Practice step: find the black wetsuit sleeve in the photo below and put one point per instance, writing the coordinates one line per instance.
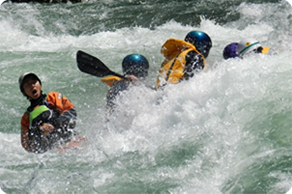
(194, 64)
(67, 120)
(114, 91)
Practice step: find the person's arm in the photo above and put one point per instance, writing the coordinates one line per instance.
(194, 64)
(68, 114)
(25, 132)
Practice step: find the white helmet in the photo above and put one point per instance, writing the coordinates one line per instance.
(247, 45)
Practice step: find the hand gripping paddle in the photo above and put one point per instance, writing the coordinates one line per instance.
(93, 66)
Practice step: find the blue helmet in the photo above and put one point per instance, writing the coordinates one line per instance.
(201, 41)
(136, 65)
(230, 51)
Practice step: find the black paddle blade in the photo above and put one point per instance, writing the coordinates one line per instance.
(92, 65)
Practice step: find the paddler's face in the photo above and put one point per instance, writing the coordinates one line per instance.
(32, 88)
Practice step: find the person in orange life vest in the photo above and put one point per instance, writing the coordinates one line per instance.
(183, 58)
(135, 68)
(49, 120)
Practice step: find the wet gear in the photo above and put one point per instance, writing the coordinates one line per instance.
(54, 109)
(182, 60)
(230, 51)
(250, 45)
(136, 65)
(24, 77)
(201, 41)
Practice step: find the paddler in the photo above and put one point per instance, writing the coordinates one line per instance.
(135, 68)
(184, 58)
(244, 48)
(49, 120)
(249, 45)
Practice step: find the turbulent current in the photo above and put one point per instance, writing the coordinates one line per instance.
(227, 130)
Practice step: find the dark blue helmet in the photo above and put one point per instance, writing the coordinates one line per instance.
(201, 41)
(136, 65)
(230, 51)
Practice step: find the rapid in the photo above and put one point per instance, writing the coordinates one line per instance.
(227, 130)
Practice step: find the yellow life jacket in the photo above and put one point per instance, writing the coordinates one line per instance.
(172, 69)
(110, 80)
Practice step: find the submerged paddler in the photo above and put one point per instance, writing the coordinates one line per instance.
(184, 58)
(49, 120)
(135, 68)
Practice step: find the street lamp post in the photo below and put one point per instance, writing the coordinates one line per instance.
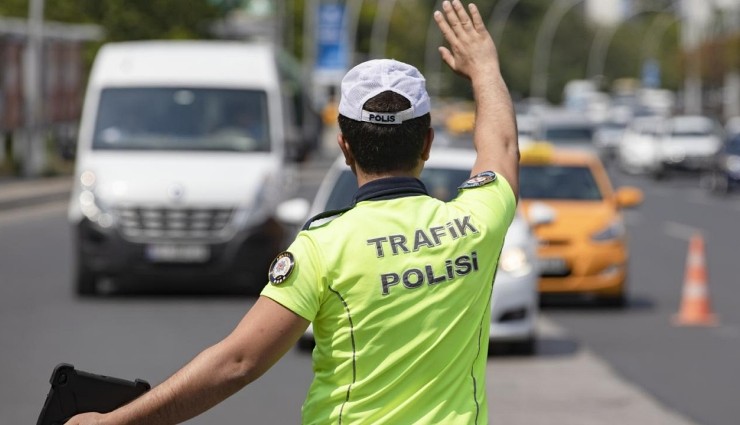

+ + + + + + +

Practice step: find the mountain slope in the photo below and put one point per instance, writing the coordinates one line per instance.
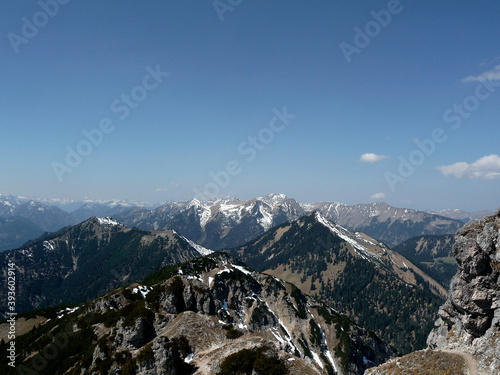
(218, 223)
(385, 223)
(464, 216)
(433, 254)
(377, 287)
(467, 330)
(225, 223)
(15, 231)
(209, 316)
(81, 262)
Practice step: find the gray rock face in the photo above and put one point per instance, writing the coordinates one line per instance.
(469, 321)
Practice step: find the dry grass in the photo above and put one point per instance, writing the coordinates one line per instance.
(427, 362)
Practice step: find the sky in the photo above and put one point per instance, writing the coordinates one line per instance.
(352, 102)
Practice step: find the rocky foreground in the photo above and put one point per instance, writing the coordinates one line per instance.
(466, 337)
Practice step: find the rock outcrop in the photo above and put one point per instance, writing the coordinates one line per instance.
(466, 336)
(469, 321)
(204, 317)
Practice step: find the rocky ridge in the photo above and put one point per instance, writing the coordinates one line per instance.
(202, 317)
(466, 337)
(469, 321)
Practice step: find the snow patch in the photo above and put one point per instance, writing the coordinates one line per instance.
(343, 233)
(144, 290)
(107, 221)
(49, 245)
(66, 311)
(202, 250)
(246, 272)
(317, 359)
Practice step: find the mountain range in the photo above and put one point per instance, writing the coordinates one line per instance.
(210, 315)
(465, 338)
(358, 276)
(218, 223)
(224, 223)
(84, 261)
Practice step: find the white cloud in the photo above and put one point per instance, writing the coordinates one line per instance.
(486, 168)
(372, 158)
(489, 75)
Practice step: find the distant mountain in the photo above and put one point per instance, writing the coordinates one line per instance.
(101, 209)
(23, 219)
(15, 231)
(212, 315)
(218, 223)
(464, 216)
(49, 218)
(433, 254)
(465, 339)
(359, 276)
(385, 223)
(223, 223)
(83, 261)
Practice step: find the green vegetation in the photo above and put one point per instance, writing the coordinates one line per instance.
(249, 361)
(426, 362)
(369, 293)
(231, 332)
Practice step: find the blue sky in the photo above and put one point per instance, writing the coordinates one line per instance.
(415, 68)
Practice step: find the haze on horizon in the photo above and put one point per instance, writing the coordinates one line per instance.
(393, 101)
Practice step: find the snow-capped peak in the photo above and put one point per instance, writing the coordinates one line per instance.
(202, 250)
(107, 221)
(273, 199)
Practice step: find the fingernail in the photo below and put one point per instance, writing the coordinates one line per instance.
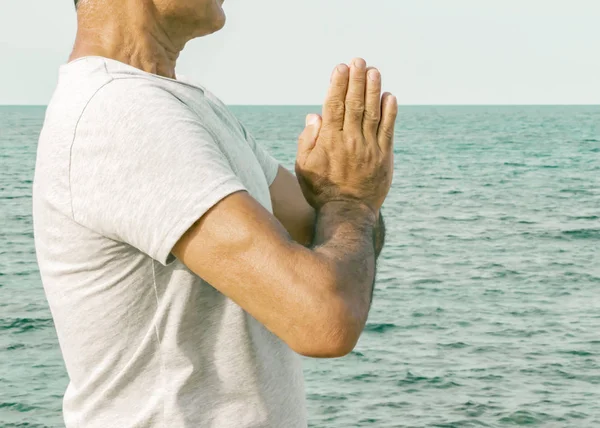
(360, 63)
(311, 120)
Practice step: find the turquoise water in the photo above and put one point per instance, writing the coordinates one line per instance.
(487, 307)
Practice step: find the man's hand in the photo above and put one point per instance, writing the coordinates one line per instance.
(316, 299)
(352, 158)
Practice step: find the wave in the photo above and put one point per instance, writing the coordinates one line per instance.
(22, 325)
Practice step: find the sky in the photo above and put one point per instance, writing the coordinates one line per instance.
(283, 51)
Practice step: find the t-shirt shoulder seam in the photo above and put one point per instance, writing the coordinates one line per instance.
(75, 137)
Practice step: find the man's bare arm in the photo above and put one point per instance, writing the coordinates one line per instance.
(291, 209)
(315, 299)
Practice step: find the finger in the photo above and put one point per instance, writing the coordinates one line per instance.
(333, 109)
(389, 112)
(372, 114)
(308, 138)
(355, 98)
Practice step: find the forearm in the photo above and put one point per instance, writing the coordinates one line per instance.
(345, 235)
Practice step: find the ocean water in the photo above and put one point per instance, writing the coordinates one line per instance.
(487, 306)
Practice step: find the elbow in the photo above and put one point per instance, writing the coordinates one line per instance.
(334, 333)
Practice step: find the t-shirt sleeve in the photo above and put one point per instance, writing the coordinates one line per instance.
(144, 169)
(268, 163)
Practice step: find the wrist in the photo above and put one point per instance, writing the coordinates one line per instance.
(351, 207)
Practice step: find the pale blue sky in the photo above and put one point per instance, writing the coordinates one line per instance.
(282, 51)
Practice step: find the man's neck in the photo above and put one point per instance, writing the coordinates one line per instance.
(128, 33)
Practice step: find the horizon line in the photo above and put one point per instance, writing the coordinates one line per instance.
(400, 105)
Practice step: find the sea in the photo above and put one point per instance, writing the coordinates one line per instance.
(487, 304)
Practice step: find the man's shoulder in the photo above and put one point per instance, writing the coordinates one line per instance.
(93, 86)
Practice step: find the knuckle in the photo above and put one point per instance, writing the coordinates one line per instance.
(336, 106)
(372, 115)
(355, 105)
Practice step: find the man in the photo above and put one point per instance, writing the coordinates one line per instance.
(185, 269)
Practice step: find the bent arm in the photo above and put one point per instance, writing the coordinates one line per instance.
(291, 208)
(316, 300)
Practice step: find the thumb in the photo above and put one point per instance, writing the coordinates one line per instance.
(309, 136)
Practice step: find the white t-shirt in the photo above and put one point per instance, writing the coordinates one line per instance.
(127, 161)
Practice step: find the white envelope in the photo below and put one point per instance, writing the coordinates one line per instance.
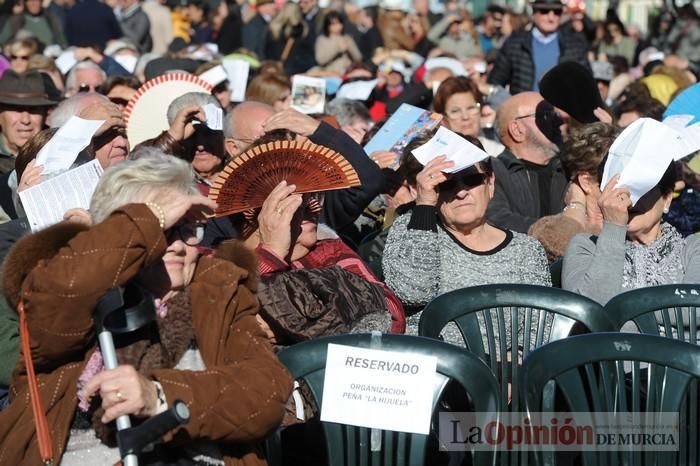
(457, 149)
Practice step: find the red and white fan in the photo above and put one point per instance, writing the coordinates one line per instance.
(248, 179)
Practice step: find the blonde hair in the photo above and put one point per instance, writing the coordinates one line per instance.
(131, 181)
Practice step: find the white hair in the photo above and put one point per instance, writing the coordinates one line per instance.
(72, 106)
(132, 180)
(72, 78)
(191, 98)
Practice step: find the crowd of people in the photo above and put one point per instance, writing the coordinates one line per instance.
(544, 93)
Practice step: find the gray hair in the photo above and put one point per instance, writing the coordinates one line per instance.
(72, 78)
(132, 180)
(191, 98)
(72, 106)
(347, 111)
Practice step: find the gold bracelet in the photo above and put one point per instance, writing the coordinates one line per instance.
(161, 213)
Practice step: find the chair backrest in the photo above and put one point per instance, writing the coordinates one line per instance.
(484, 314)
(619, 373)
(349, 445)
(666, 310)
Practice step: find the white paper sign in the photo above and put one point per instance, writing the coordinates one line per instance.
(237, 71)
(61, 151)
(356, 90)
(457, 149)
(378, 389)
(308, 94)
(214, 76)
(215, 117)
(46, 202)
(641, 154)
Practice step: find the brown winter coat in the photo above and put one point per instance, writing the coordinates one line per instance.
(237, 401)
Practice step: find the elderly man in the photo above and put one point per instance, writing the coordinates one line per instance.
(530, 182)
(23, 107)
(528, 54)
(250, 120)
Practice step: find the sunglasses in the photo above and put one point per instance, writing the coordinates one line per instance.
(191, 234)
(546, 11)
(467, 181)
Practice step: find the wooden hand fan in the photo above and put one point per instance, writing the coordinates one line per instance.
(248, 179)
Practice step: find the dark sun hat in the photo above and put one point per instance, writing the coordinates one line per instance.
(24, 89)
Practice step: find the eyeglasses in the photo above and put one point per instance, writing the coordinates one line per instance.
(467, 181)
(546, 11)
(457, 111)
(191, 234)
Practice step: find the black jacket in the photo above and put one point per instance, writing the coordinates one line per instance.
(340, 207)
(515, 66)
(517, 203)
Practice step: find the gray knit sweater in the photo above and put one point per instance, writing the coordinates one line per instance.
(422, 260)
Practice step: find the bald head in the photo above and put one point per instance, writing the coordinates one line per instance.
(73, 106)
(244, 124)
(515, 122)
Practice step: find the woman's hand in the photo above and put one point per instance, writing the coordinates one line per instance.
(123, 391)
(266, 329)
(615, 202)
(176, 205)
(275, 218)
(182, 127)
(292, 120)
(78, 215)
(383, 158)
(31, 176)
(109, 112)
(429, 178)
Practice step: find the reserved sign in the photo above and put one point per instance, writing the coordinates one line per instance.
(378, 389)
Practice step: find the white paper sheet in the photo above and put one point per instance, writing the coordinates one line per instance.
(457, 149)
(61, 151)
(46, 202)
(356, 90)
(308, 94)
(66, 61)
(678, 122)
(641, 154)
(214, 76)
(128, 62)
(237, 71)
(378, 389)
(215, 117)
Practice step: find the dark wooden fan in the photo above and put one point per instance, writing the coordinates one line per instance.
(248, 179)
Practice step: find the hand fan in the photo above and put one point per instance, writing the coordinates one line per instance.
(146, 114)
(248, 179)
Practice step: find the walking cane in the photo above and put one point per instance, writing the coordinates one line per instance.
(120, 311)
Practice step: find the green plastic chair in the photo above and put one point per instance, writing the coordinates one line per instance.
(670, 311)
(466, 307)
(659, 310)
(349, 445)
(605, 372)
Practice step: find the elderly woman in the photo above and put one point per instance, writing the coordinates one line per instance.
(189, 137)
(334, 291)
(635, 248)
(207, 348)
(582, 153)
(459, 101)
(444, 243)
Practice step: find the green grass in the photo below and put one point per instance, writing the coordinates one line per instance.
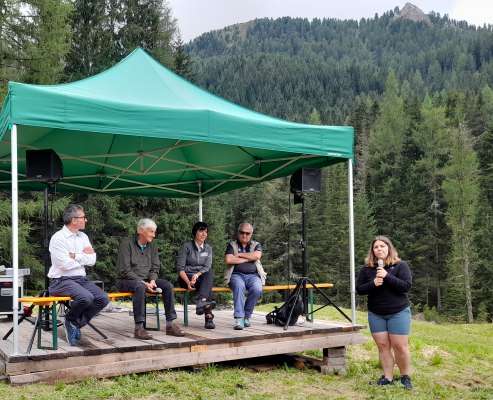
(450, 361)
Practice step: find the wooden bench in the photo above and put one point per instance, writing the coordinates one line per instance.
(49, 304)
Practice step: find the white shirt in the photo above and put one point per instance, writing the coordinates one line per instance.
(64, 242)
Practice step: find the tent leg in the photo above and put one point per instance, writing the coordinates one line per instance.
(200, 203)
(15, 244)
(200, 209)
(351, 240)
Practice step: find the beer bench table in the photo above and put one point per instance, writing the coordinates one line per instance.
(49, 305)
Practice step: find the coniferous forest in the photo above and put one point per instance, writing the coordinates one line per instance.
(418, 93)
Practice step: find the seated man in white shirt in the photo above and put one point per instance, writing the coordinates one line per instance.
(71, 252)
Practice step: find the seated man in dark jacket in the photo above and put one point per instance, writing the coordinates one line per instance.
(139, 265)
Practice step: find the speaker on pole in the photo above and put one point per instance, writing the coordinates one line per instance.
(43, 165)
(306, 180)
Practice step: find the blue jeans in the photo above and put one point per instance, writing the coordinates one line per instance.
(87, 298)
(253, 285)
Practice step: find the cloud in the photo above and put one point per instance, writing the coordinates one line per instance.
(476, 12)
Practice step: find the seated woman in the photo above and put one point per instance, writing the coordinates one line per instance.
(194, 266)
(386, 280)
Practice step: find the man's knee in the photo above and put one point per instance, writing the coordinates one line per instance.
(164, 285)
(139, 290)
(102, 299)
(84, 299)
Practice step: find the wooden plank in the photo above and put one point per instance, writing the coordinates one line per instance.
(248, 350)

+ + + + + + +

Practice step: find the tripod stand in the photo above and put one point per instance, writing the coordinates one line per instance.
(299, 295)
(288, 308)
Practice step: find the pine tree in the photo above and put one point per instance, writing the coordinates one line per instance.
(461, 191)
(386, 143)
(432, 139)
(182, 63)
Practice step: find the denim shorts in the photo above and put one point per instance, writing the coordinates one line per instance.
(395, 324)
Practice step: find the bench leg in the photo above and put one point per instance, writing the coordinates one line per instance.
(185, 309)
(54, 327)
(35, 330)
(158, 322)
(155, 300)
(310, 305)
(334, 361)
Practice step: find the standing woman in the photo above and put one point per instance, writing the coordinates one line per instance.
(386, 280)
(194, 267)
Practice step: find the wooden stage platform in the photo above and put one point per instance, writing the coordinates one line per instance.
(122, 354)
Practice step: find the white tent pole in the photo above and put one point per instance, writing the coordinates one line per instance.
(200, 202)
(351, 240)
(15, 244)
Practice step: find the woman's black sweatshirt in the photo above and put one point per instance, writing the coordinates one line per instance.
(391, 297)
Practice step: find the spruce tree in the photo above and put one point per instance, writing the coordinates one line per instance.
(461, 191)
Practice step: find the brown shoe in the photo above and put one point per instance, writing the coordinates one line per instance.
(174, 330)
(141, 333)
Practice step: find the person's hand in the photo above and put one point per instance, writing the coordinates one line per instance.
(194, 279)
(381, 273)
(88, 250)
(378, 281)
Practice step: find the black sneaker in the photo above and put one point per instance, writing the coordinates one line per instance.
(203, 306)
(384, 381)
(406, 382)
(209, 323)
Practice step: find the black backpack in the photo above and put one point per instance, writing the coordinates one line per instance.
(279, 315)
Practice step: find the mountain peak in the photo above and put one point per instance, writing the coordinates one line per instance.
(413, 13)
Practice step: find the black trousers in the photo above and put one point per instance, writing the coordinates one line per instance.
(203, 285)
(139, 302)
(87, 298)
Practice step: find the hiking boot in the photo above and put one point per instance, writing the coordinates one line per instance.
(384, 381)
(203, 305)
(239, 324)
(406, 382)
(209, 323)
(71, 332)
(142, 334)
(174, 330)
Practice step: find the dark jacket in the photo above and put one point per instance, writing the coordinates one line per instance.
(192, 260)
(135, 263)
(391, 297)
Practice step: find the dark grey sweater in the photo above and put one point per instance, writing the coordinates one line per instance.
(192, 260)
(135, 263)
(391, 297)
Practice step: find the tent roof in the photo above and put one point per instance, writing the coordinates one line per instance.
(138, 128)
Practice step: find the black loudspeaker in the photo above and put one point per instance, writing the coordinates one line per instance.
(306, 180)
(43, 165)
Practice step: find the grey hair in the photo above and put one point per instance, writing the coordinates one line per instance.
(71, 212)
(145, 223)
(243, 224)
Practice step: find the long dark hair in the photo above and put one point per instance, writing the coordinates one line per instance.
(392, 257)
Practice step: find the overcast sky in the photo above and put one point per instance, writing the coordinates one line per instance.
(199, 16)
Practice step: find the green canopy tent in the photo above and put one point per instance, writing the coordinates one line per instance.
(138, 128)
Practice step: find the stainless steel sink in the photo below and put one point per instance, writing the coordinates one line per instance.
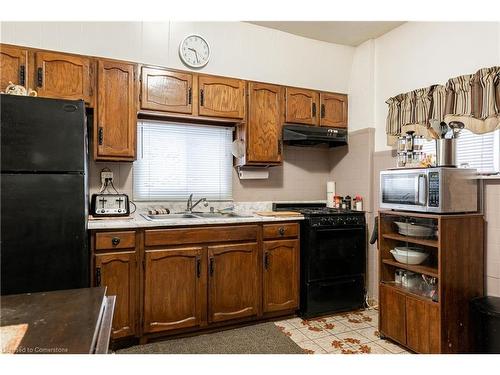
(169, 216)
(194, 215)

+ + + + + + +

## Your objective
On how many lines of the listing above does the string "paddler" appear? Reply with the number alone.

## Correct result
3